%%
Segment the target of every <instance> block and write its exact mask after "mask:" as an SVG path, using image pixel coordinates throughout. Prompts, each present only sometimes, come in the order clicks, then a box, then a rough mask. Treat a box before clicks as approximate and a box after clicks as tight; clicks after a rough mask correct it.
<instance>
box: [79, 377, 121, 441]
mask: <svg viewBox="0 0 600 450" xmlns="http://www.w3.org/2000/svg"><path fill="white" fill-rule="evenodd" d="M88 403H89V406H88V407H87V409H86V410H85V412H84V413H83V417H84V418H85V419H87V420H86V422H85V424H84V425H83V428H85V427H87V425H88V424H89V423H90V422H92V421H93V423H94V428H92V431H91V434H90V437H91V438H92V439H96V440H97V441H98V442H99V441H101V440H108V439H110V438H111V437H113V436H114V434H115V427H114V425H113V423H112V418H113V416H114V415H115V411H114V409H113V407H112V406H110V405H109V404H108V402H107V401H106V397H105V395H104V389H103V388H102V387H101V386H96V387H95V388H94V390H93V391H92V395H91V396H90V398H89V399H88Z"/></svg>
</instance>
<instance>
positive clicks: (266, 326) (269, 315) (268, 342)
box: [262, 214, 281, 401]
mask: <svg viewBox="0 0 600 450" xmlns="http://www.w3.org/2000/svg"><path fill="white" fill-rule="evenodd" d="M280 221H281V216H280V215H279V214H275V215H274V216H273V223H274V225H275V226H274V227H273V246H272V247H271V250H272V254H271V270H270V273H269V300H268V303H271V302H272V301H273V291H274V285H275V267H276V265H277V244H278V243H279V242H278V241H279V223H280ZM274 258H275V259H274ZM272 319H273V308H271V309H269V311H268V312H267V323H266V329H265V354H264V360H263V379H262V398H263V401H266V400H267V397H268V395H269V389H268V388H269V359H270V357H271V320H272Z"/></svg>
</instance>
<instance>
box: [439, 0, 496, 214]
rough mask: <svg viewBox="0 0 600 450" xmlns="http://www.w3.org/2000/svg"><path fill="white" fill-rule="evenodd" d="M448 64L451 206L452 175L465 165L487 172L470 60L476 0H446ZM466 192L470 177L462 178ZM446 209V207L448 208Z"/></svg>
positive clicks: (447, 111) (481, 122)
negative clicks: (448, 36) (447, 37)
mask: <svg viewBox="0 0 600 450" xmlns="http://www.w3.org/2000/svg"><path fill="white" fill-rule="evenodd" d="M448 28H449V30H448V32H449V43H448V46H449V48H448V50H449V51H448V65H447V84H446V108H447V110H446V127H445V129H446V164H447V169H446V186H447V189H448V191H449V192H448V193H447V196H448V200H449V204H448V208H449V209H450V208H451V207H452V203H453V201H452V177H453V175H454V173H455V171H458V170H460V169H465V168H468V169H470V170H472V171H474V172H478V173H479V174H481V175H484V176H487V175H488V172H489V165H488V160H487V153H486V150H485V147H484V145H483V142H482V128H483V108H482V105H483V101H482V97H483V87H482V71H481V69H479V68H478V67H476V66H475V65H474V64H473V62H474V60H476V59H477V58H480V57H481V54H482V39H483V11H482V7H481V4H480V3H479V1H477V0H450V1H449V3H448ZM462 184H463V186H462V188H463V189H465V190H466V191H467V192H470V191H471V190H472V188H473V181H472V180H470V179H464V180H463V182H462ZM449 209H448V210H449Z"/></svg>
%%
Exercise aim –
Lay out the lines above as a Markdown table with two columns, Row and Line. Number each line in Row and omit blank lines.

Task output –
| Row | Line |
|---|---|
| 1 | Segment the target of every <instance> block and write its exact mask after "mask:" as an SVG path, using image pixel coordinates throughout. Prompts, each present only sometimes, come in the order clicks, then a box, then a rough mask. Treat a box before clicks as approximate and a box after clicks as tight; clicks after a rough mask correct it. |
| 2 | <instance> |
| 3 | box: [79, 377, 121, 441] |
| 4 | mask: <svg viewBox="0 0 600 450" xmlns="http://www.w3.org/2000/svg"><path fill="white" fill-rule="evenodd" d="M88 403H89V406H88V407H87V409H86V410H85V412H84V413H83V417H84V418H85V419H87V420H86V422H85V424H84V425H83V428H85V427H87V425H88V424H89V423H90V422H92V421H93V423H94V428H92V431H91V434H90V437H91V438H92V439H96V440H97V441H98V442H99V441H101V440H108V439H110V438H111V437H113V436H114V434H115V427H114V425H113V423H112V418H113V416H114V415H115V411H114V409H113V407H112V406H110V405H109V404H108V402H107V401H106V397H105V395H104V389H103V388H102V387H101V386H96V387H95V388H94V390H93V391H92V395H91V396H90V398H89V399H88Z"/></svg> |
| 5 | </instance> |
| 6 | <instance> |
| 7 | positive clicks: (266, 326) (269, 315) (268, 342) |
| 8 | box: [262, 214, 281, 401] |
| 9 | mask: <svg viewBox="0 0 600 450" xmlns="http://www.w3.org/2000/svg"><path fill="white" fill-rule="evenodd" d="M280 221H281V216H280V215H279V214H275V215H274V216H273V223H274V225H275V226H274V227H273V246H272V247H271V250H272V254H271V270H270V273H269V300H268V303H271V302H272V301H273V291H274V285H275V267H276V265H277V244H278V243H279V242H278V241H279V223H280ZM274 258H275V259H274ZM272 319H273V308H271V309H269V311H268V312H267V323H266V329H265V354H264V360H263V379H262V398H263V401H266V400H267V397H268V395H269V389H268V388H269V359H270V357H271V320H272Z"/></svg> |
| 10 | </instance> |
| 11 | <instance> |
| 12 | box: [439, 0, 496, 214] |
| 13 | rough mask: <svg viewBox="0 0 600 450" xmlns="http://www.w3.org/2000/svg"><path fill="white" fill-rule="evenodd" d="M448 64L451 206L452 175L465 165L487 172L470 60L476 0H446ZM466 192L470 177L462 178ZM446 209V207L448 208Z"/></svg> |
| 14 | positive clicks: (447, 111) (481, 122) |
| 15 | negative clicks: (448, 36) (447, 37) |
| 16 | mask: <svg viewBox="0 0 600 450" xmlns="http://www.w3.org/2000/svg"><path fill="white" fill-rule="evenodd" d="M448 28H449V30H448V32H449V43H448V46H449V48H448V50H449V51H448V65H447V84H446V108H447V110H446V127H445V129H446V164H447V169H446V186H447V189H448V191H449V192H448V193H447V196H448V200H449V204H448V208H449V209H450V208H451V207H452V203H453V201H452V177H453V175H454V173H455V171H458V170H460V169H465V168H468V169H470V170H472V171H474V172H478V173H479V174H481V175H484V176H487V175H488V172H489V165H488V160H487V153H486V150H485V147H484V145H483V142H482V128H483V108H482V105H483V101H482V97H483V87H482V71H481V69H479V68H478V67H476V66H475V65H474V64H473V62H474V60H476V59H477V58H480V57H481V54H482V39H483V11H482V7H481V4H480V3H479V1H477V0H450V1H449V3H448ZM462 184H463V186H462V188H463V189H465V190H466V191H467V192H470V191H471V190H472V188H473V181H472V180H470V179H464V180H463V182H462ZM449 209H448V210H449Z"/></svg> |